Data excerpts:
*** Block opens ***

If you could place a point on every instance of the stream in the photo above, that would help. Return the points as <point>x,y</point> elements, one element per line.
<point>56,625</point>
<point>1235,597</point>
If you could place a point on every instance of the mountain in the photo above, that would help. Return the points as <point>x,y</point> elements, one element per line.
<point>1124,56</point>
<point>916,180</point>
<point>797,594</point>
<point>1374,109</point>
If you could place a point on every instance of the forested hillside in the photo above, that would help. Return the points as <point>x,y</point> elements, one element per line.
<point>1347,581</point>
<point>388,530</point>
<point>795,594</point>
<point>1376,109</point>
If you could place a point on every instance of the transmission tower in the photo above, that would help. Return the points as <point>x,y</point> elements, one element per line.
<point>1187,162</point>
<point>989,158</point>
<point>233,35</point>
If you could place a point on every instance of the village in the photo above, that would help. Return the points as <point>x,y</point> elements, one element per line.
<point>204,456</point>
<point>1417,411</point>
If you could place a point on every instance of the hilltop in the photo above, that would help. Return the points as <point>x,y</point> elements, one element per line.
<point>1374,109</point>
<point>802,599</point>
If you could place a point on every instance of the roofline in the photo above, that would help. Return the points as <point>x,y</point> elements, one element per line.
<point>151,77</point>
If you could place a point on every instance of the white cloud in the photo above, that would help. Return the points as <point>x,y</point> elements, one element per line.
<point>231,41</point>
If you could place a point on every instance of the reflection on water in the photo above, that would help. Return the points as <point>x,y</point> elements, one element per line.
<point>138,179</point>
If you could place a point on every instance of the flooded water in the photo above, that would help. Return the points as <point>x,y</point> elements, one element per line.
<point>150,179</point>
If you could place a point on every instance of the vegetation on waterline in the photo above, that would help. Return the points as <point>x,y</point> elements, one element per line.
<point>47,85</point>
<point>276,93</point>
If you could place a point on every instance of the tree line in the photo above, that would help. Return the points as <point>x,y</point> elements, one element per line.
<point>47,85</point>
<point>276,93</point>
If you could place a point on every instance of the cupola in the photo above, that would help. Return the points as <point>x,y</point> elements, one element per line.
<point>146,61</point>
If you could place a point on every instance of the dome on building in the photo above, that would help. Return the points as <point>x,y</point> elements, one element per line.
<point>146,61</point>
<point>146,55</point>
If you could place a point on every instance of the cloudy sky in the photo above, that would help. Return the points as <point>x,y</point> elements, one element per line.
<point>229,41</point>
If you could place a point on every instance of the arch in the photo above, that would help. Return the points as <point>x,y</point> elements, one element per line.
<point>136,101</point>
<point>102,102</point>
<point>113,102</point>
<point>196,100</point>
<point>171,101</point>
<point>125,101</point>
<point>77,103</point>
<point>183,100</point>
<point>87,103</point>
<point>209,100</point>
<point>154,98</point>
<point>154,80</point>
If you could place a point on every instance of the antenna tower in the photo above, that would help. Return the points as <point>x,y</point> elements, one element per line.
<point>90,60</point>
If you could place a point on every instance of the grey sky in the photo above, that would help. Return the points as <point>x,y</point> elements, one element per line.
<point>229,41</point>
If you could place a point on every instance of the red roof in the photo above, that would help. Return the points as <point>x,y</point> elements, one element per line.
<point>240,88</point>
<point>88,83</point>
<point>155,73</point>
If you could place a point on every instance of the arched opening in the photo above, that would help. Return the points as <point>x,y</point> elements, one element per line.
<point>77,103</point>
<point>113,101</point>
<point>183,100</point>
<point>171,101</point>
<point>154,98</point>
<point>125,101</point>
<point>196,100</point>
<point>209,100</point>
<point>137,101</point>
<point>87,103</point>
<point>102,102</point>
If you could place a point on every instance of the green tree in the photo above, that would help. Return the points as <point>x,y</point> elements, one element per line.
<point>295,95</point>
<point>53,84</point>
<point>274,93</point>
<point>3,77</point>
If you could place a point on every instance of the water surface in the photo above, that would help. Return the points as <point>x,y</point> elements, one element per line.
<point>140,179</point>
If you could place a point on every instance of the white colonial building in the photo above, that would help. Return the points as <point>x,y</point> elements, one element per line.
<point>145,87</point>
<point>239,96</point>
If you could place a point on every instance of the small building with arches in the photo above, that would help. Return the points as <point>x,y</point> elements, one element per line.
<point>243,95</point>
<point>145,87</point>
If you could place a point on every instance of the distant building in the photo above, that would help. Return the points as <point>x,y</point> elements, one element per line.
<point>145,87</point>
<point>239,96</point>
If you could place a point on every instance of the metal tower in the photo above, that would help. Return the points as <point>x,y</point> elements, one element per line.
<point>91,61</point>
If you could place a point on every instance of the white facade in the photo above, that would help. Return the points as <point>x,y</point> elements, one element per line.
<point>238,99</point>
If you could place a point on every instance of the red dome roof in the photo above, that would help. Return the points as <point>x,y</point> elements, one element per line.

*** Block closes ***

Please write the entries out again exactly as they stand.

If you could place a point on every instance of the stream in the photo above, that would help. Return the points as <point>x,y</point> elements, one element per line.
<point>56,625</point>
<point>1235,597</point>
If you could place a point on every instance of the mountain in the photo above, that would help. Return the points as <point>x,y</point> elements, one element per line.
<point>1124,56</point>
<point>916,180</point>
<point>797,594</point>
<point>1374,109</point>
If you could place a point on every instance of the forested hillside in the photo above, that would help. Return the points as <point>x,y</point> elements, one element per line.
<point>1347,581</point>
<point>388,530</point>
<point>795,594</point>
<point>1376,109</point>
If you could place a point on every instance of the transmission tower in the photo above, that would help. Return the points as <point>x,y</point> elements, one element per line.
<point>1187,162</point>
<point>989,158</point>
<point>233,35</point>
If you could place a point on every instance of the village in the photo above, that would help. Return the points as <point>x,y</point> elements, one element per line.
<point>204,456</point>
<point>1417,411</point>
If you could place a point on every instance of the hilltop in the photo above, that would help. Return the points as <point>x,y</point> elements, one element per line.
<point>1374,109</point>
<point>802,599</point>
If you could place a point on every instance of the roofline in the photo above, that would help. Return the points as <point>x,y</point> elements, one element per line.
<point>151,77</point>
If you could place a point on every instance of the white cloud in the photo above, that would help. Return the points as <point>x,y</point> elements, one element per line.
<point>231,41</point>
If you could place a point on every instance of the reflection on water in the photo above, that would help. Return the points as <point>x,y</point> elements, one element per line.
<point>138,179</point>
If you could place a point on every instance of the flooded water in the photo above, that would help. Return the points as <point>x,y</point> elements, one element per line.
<point>150,179</point>
If you could place a point on every instance of the vegetation on waterline in the photo above, that would help. Return the points as <point>x,y</point> elements, one element per line.
<point>47,85</point>
<point>276,93</point>
If you could place a point on every instance of the tree line in the photo above, that would help. Return the points as <point>x,y</point> elements, one element per line.
<point>47,85</point>
<point>276,93</point>
If you could place a point on every instance of the cupola in the photo above, that would help. Return the points as <point>x,y</point> elements, one element per line.
<point>146,61</point>
If you could place a point on every instance of the dome on building in the photo above, that would help. Return the points as <point>x,y</point> elements, one element per line.
<point>146,61</point>
<point>146,55</point>
If you could place a point on every instance of the cloudy sky in the photo above, that would help. Return the points as <point>x,y</point> elements, one element per line.
<point>229,41</point>
If you could place a point on every instance of the arch in the photo above, that would help. Return the points as <point>x,y</point> elements, one element per line.
<point>136,101</point>
<point>102,102</point>
<point>113,102</point>
<point>196,100</point>
<point>171,101</point>
<point>125,101</point>
<point>77,103</point>
<point>183,100</point>
<point>87,103</point>
<point>209,100</point>
<point>154,98</point>
<point>154,80</point>
If you could place a point on every instance of the antenna tower in the photo above, that would help. Return the points as <point>x,y</point> elements, one element per line.
<point>90,60</point>
If you could place a point on every instance of the grey sky in the photo above, that would help. Return the points as <point>x,y</point> elements, one element per line.
<point>229,41</point>
If you could place a point on every instance of the red roof in the photo above, that would help. Return the points as <point>x,y</point> elements, one element per line.
<point>240,88</point>
<point>88,83</point>
<point>155,73</point>
If you could place a point on every instance of the arched opening in the photo above, that would help. Return the points as <point>x,y</point> elements, one element per line.
<point>77,103</point>
<point>113,101</point>
<point>183,100</point>
<point>171,101</point>
<point>154,98</point>
<point>125,101</point>
<point>196,100</point>
<point>209,100</point>
<point>137,101</point>
<point>87,103</point>
<point>102,102</point>
If you could place a point on every instance of the green tree in the photo above, that would help. Return the points as <point>x,y</point> elements, one element per line.
<point>295,95</point>
<point>53,84</point>
<point>274,93</point>
<point>3,77</point>
If you could place a point on every instance of the water surface in the photo above, that would help. Return the points as <point>x,y</point> elements, one element per line.
<point>140,179</point>
If you could place a point on every instance of the white colonial building in the photo above, that would help. Return the points as <point>x,y</point> elements, one element per line.
<point>145,87</point>
<point>239,96</point>
If you could place a point on every instance of the small building with arches in the photo above, that would help. Return the points as <point>x,y</point> elements, one element per line.
<point>243,95</point>
<point>145,87</point>
If you could place a point on every instance of the distant building in the photo above, that would help. Return the points as <point>x,y</point> elements, one element per line.
<point>145,87</point>
<point>239,96</point>
If you could place a point on every instance of the metal tower in the photo above, that would help. Return the points as <point>x,y</point> elements, one element per line.
<point>91,61</point>
If you could place a point on every instance of the white facade in the photo above, that would help. Return the points as <point>x,y</point> elements, one element per line.
<point>238,99</point>
If you could place a point on every instance of the red dome roof in the photo above, that would help. Return the points as <point>x,y</point> elements, one element per line.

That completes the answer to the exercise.